**What you will do:** Copy every line from the one containing "In this exercise you will annotate each instance of the blazer" down to the one containing "In this exercise you will annotate each instance of the hand", both included and items and all. Shift every coordinate in the answers by adding 113 to each number.

**Records for processing:**
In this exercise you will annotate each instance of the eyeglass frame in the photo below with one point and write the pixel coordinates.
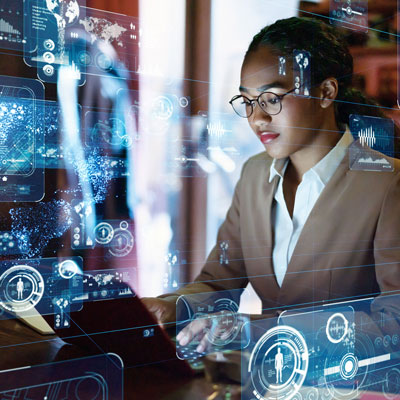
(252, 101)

==

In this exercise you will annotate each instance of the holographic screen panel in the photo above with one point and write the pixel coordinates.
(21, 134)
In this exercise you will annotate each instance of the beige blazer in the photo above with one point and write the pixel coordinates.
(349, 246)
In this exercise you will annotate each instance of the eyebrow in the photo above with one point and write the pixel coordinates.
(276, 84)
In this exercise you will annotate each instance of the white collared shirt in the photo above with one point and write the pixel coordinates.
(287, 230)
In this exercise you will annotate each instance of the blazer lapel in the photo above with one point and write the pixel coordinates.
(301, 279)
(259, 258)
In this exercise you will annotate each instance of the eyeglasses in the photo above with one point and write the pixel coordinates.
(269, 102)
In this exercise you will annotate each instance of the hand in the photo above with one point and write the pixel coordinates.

**Correct answer:**
In this exercise you will annotate each instance of the blazer lapel in the photo above with one point and write the pixel coordinates.
(414, 392)
(372, 371)
In this exercise you will annotate each instance of the eyeglasses in the photo above with one point and write the pixel coordinates.
(382, 215)
In this exercise you will annotate each instance of the hand in the photo above with one point and write the pixel coordinates.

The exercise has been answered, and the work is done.